WORK ORDER
The listing is to be printed word for word, pictures omitted.

TASK INPUTS
**********
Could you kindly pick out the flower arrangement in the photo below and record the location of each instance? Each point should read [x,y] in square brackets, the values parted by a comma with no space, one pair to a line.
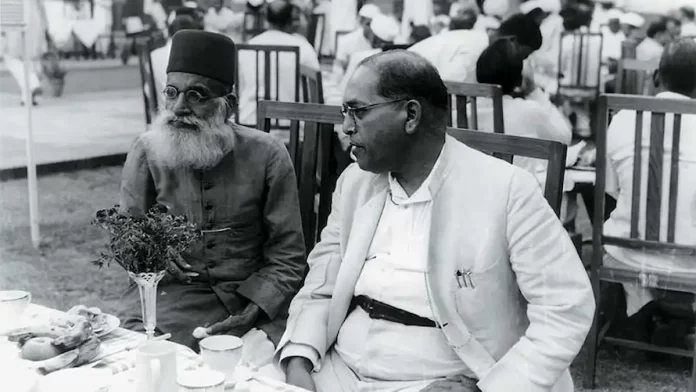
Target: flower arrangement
[144,243]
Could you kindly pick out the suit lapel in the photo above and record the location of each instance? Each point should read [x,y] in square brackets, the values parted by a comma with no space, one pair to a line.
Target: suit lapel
[362,231]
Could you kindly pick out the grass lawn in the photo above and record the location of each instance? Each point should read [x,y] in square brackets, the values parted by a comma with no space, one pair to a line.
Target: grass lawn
[60,275]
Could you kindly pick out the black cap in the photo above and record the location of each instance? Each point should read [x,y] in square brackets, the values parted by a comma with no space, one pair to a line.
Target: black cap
[203,53]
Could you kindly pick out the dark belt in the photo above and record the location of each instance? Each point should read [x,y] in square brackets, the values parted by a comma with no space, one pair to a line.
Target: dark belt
[381,311]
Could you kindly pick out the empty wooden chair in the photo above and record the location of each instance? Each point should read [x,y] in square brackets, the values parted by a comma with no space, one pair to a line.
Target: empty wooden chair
[508,146]
[636,77]
[257,67]
[653,213]
[316,176]
[463,93]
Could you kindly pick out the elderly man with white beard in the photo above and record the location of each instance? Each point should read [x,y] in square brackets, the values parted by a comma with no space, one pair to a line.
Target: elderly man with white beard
[237,184]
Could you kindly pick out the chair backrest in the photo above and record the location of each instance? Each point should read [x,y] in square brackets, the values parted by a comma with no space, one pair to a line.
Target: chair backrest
[312,85]
[508,146]
[580,58]
[658,109]
[389,47]
[315,31]
[147,81]
[635,77]
[269,55]
[462,93]
[252,25]
[315,175]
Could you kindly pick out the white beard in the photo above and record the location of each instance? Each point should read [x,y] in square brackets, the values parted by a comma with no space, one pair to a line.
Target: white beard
[178,147]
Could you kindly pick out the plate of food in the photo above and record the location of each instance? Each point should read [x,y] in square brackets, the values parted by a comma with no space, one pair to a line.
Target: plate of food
[102,323]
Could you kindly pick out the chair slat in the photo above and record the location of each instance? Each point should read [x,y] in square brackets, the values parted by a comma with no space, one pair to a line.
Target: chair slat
[655,163]
[637,169]
[673,179]
[475,90]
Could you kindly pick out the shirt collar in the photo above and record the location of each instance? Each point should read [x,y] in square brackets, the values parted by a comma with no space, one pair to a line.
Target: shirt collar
[671,95]
[423,193]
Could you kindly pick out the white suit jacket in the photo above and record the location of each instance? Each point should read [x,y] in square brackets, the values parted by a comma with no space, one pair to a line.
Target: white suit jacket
[527,312]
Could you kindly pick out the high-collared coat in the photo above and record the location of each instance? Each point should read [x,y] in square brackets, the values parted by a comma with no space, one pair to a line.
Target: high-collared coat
[524,313]
[251,199]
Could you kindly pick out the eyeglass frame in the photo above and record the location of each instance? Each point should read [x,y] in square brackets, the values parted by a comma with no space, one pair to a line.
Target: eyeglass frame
[200,99]
[347,110]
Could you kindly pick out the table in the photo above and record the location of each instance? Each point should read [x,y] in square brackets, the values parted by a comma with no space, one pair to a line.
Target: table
[121,364]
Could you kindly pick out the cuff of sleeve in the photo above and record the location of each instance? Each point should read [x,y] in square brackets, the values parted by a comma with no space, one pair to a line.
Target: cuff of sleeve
[299,350]
[509,374]
[264,294]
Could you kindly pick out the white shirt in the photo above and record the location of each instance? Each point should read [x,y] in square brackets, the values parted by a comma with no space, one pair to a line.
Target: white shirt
[649,50]
[350,43]
[619,180]
[160,59]
[286,88]
[394,273]
[534,117]
[454,53]
[688,30]
[611,48]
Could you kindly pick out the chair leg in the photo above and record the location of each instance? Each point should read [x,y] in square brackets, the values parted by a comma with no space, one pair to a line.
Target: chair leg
[592,345]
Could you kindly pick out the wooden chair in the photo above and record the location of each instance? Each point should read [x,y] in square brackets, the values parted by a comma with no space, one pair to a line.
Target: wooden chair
[315,174]
[147,81]
[507,146]
[635,77]
[312,85]
[252,25]
[647,238]
[464,92]
[584,55]
[269,54]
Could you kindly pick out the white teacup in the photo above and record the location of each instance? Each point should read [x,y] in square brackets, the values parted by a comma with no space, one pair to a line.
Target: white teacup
[201,380]
[13,303]
[222,353]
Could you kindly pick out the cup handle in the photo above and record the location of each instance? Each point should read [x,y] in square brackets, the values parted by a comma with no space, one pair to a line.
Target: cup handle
[155,366]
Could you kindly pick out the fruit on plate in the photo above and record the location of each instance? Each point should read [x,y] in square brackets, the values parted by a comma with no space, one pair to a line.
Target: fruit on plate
[94,315]
[73,358]
[39,349]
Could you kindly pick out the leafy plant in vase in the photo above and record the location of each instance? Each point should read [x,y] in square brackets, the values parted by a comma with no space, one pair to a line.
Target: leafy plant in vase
[144,245]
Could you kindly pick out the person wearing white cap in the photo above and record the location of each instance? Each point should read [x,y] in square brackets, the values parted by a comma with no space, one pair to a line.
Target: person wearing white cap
[416,12]
[279,16]
[613,36]
[356,41]
[631,24]
[454,53]
[385,29]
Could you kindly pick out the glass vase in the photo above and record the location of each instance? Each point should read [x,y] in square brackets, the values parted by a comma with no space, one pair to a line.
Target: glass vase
[147,286]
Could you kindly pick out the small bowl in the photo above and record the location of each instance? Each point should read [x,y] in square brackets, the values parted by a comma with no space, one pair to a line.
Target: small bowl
[13,304]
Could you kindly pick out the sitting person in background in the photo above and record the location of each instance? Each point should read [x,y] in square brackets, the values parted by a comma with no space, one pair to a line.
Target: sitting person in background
[356,41]
[237,185]
[677,78]
[279,15]
[440,268]
[160,56]
[652,46]
[385,30]
[535,116]
[454,53]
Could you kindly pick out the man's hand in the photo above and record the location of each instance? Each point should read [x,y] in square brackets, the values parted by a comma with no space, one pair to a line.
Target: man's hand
[453,384]
[179,268]
[237,324]
[299,373]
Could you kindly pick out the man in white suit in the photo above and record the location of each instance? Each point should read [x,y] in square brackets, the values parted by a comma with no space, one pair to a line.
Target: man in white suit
[440,268]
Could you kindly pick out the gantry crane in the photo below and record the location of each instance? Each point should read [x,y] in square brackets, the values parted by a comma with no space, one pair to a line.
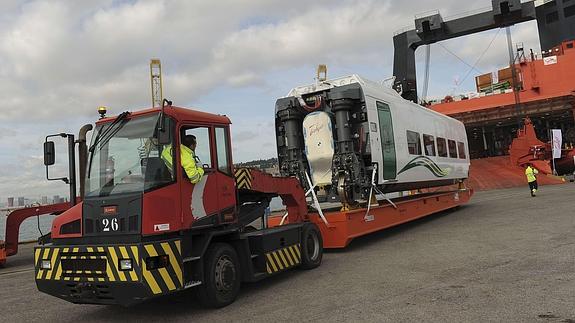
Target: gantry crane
[156,82]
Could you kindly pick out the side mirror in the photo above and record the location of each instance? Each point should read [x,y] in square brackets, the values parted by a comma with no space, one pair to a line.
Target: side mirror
[49,153]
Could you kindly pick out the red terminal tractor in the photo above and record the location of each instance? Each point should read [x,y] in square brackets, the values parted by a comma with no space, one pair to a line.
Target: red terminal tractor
[142,229]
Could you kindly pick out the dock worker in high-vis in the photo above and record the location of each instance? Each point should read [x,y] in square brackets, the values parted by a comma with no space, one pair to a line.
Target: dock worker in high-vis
[531,174]
[187,157]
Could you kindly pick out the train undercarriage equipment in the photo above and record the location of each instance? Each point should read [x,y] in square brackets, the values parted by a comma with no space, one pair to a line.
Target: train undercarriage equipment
[344,132]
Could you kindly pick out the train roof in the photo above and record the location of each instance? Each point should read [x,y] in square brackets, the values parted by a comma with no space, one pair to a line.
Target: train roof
[369,87]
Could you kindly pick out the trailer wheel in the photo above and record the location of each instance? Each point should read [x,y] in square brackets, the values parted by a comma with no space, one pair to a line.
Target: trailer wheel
[312,247]
[222,276]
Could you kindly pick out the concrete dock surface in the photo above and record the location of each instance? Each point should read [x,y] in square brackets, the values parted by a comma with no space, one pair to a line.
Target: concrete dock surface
[504,257]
**********
SOLUTION TO THE EXERCISE
Could you kindly pick out the flower arrangement in the photo below and record the location of each instance? Each point should read [x,y] in square brackets, the values parted by a comma with no space, one pair to a line.
Target: flower arrangement
[144,243]
Could you kindly pick out the suit lapel in the photo above and record the location of each instance? Each point should read [x,y] in square brackets, the values parted by a comma with no space, one pair to a line.
Target: suit lapel
[362,231]
Could you kindly pick out the grass lawn in the photo above and record the location of each instance? Each point should read [x,y] in square brackets, the values parted by a comma with no space, one pair to a line.
Target: grass lawn
[60,275]
Could you kindly pick out the black cap in the photo above and record the location of each instance? Each point should read [x,y] in square brackets, the values parted by a comma with no space, one pair to a line.
Target: black cap
[203,53]
Could you kindly pick out the dark belt in the photo above and record the location of each instance? Each point should read [x,y] in square brackets, the values parted by a comma with no space, one pair to a line.
Target: dark belt
[381,311]
Could you kindly pick out the empty wooden chair in the photo above and record the location of each instance? Each point should read [x,y] in square brackets, the values parted by a comma with no space, one pair to a line.
Target: empty wooden chair
[508,146]
[636,77]
[257,67]
[653,213]
[316,176]
[463,93]
Could you kindly pick out the elderly man with white beard in the photo above and record the location of each instance? Each point should read [x,y] in square brackets, the values parted by a comma with no space, one pair to a line.
Target: elderly man with white beard
[237,184]
Could you kindly pick out the chair backrest in the photo above and record the location of each instance? Each point should read [x,y] in square brackets, the values parted by a comma with no space, one pair to a line.
Target: chair backrest
[312,85]
[508,146]
[580,58]
[658,109]
[389,47]
[315,31]
[147,81]
[635,77]
[269,55]
[462,93]
[252,25]
[315,175]
Could you kindly pick out the white beard in the photo above and record the location of each instance? Each point should read [x,y] in square brackets, the values parted by a comma with no space, one pair to a line.
Target: white beard
[178,147]
Could you kindly pick out the plate of food in the photo above and record the location of each instance? Each point should read [x,y] in square brackets, the values parted by a comma with no space, one pair to a line.
Target: plate of food
[102,323]
Could you kindly pick out the chair slat in the photo above and record the location of each instance? Each point should read [x,y] in square brackets, the values parted by a comma with no space, one pair to a line.
Target: chair slat
[655,163]
[637,169]
[673,179]
[475,90]
Could you kindly pick out the shirt collar in the photo above and record the location of each instance? Each point should read [x,y] in square brackets, the values parted by a comma with no space, one pair to a line.
Target: shirt collar
[671,95]
[423,193]
Could you kindly pick out the white suit jacket in the photo above and record the location of each instance? Each point should read [x,y] in square brackets, the values parted by a comma with no space, one pair to a line.
Target: white suit jacket
[527,312]
Could you kindly pick out the high-collared coat in the photo above and record the location of each instance? Each point should read [x,y] in square brackets, the values parted by a comma with no space, one pair to a line.
Target: high-collared coat
[524,313]
[251,199]
Could you kindly pick out the eyeglass frame in the photo above and record the location of each instance? Each point should read [x,y] in square brackets, the values parted by a comma with no space, one pair to a line.
Target: eyeglass frame
[200,99]
[347,110]
Could you kindly pick out the table in the photo above and record the location of each instance? Each point should read [x,y] in square brackets, the values parted by a comma with no space, one pair to a line.
Target: table
[121,364]
Could you kindly pick out the cuff of sleeve in the photo above and record the location of each instance? Each point should read [x,y] in square brackets, the values parted by a comma with no space, one pair to a line.
Target: cuff of sleeve
[299,350]
[509,374]
[264,294]
Could you kindly pick out the white shirt in the photo above and record the location of each instance? Each point should read [x,y] in square brackets, the values parted by a comma with no space, one pair to a line.
Target: white shirt
[649,50]
[350,43]
[619,180]
[160,59]
[286,88]
[394,273]
[534,117]
[454,53]
[688,30]
[611,48]
Could you kindly pick out the chair leg in the photo above and record the location of each instance? Each point should read [x,y] in square brackets, the values parted by a comma with no space, one pair to a line.
Target: chair leg
[592,345]
Could you kindly pick out the wooden chair in the photo above and record the location of each instance? Each point should read [x,y] in square brackets, the values parted by a comma with no space, one pair to a line.
Target: wooden chair
[315,174]
[147,81]
[507,146]
[635,77]
[312,85]
[252,25]
[647,238]
[464,92]
[584,55]
[269,54]
Could you kindly pick out the white teacup in the photo above and record the location of each instance? Each point should read [x,y] in square brackets, the values parted by a comma with no space, one pair to a line.
Target: white teacup
[201,380]
[13,303]
[222,353]
Could you kindly pick out the cup handle in the photo above and record the location of each instance? Each point should read [x,y] in square brackets, the values parted by a comma with no space, one pair to a line.
Target: cup handle
[155,366]
Could you kindly pick out the fruit on plate in the photo above and record the location of each instance? Each point should read [x,y] in square brackets, the values parted by a comma with no space, one pair to a line.
Target: fruit on plate
[94,315]
[73,358]
[39,349]
Could you kindly pick out the leafy plant in vase in the photo above and record the location of each instance? Each point should read [x,y] in square brackets, the values parted by a comma with no space, one pair to a line.
Target: leafy plant in vase
[144,245]
Could you kindly pick out the person wearing white cap in the photo above and record the location of each instance? Each point should read [x,y] in square brackets, the values parted by a comma with no space, one pair to a line.
Target: person wearing white cap
[416,12]
[279,16]
[613,36]
[356,41]
[631,24]
[454,53]
[385,29]
Could you kindly pick out the glass vase in the photo above and record the location of each instance? Each point should read [x,y] in square brackets, the values parted by a comma with no space, one pair to a line.
Target: glass vase
[147,286]
Could you kindly pick out the small bowl in the photo above and record the location of each instance? Each point should read [x,y] in square brackets, the values parted by a comma with no space, one pair to a line.
Target: small bowl
[13,304]
Could you kindly pick out the sitting person in background in the photo above and record the location of each instance? Each point should read [x,y] in square brackets, the values parted by a comma with no space, one pair to a line.
Target: sitting person in background
[356,41]
[237,185]
[677,78]
[279,15]
[440,268]
[160,56]
[652,46]
[385,30]
[535,116]
[454,53]
Could you kindly pick out the man's hand in the photo above and record the location of each instance? Each point should read [x,y] in square brackets, the values parted by a comma with no space, one pair to a line.
Target: man's hand
[453,384]
[179,268]
[237,324]
[299,373]
Could you kindly pick out the man in white suit in the photo above and record the location of each instance? Each point should read [x,y] in square brackets, the values parted by a comma with no space, one pair to a line.
Target: man in white suit
[440,268]
Could you kindly pick out the gantry crane in the photo below and record the location of each instance? Each point should read [x,y] in square brackets, the values parted by a comma with no space, one pair to a line.
Target: gantry crane
[156,82]
Could you kindly pick out the side mirror in the photo above and record the location of each instance? Each point should read [x,y] in square brackets, the values parted by a comma with no space, one pair to a line.
Target: side mirror
[49,153]
Could you kindly pick out the red terminal tractor in the photo above and record the location of each instance? Each point should read [x,y] in square brackets, the values parted by a comma with no space, one pair to a line.
Target: red terminal tractor
[142,229]
Could you kindly pick out the dock worker in high-vis in the photo above and record the location of each instance? Each point should read [x,y] in square brackets, the values parted by a comma with no space, one pair to a line.
Target: dock worker in high-vis
[531,174]
[187,157]
Could you kindly pick out the train undercarriage equipment in the photo above and record the location of each instance? Each point should read [x,y] in square brackets, the values parted by a comma with no space, one pair to a line.
Target: train undercarriage equipment
[344,132]
Could you kindly pick out the train roof in the photo above and record the location of each instance? Each point should read [x,y] in square brackets, the values parted by a comma with no space, one pair to a line.
Target: train roof
[369,87]
Could you kindly pick out the trailer wheel in the photo above and record the location of each instance? Each point should read [x,y] in square brackets, the values parted by a comma with no space, one pair to a line.
Target: trailer wheel
[312,247]
[222,276]
Could you kindly pick out the concrete dock surface in the photo above and record the location of each instance? Each point should read [x,y] in square brackets, the values parted by a comma with no space, one pair to a line.
Target: concrete dock surface
[504,257]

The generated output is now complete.